== CONSIGNES ==
1. D'après le texte à lire, dans quelle ville se trouvait le régiment du chevalier de Sully ?
2. Expliquez, s'il vous plaît, en vous appuyant sur le texte à lire, pourquoi le narrateur écrit au roi.

== TEXTE À LIRE ==

Le régiment que j’avois acheté se trouvoit en quartier dans la généralité de Paris, par conséquent destiné pour la Flandre, où je n’avois pas envie d’aller après tout ce qui s’étoit passé avec M. de Luxembourg. Par le conseil de M. de Beauvilliers, j’écrivis au roi mes raisons fort abrégées, et lui présentai ma lettre comme il entroit de son lever dans son cabinet le matin qu’il s’en alloit à Chantilly et à Compiègne faire des revues, et revenir incontinent après. Je le suivis à la messe, et de là à son carrosse pour partir. Il mit le pied dans la portière, puis le retira, et se tournant à moi : « Monsieur, me dit-il, j’ai lu votre lettre, je m’en souviendrai. » En effet, j’appris peu de temps après qu’on m’avoit changé avec le régiment du chevalier de Sully qui étoit à Toul, et qui alloit en Flandre en ma place, et moi en Allemagne en la sienne. J’eus d’autant plus de joie d’échapper ainsi à M. de Luxembourg, et par une attention particulière du roi, pleine de bonté, que je sus que M. de Luxembourg en eut un dépit véritable.

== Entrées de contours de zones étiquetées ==
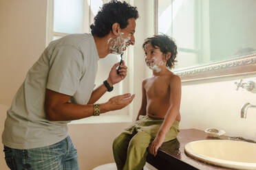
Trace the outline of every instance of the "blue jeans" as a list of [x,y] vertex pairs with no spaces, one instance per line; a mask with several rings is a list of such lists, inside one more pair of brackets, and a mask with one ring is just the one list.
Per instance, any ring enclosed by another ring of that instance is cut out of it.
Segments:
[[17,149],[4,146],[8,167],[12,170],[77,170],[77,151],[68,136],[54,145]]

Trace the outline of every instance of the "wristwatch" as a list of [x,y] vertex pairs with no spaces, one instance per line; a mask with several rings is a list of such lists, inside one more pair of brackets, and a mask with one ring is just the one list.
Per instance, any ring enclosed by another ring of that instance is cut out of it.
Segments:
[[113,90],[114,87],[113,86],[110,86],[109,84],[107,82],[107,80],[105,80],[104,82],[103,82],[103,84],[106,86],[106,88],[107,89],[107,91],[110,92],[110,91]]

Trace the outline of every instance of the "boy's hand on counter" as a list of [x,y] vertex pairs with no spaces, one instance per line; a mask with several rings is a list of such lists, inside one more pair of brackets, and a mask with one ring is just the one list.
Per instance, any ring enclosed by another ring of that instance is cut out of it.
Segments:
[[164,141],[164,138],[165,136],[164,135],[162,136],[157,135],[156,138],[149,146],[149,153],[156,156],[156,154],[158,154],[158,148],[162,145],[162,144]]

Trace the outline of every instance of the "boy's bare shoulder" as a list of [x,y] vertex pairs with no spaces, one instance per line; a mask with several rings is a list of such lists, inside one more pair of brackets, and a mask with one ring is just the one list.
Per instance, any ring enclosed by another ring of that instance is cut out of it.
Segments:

== RÉPONSES DANS L'ORDRE ==
1. À Toul.

2. Le régiment qu'il avait acheté était en quartier dans la généralité de Paris, donc destiné à la Flandre. Il ne voulait pas y aller après tout ce qui s'était passé avec M. de Luxembourg. Sur le conseil de M. de Beauvilliers, il écrivit donc au roi pour lui exposer brièvement ses raisons.